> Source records
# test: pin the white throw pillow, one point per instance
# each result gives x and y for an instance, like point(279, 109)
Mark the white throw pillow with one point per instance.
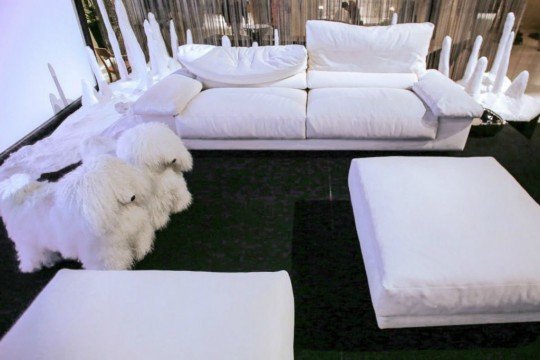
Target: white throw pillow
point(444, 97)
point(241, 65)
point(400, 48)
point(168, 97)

...

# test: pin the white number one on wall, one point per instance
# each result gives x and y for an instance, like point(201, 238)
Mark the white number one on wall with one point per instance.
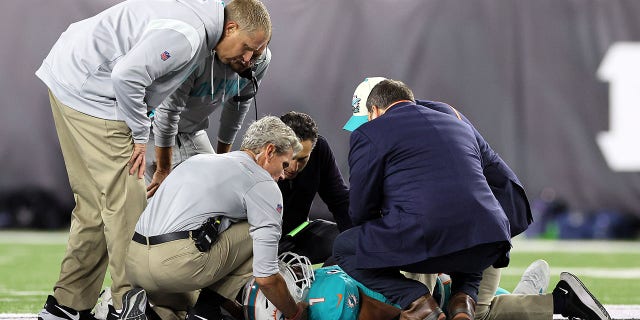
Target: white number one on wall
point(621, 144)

> The problem
Go line by line through the records above and copy each one containing "with".

> Response to the exercise
Mark the white throw pillow with one point per instance.
Mark the white number one on wall with one point per instance.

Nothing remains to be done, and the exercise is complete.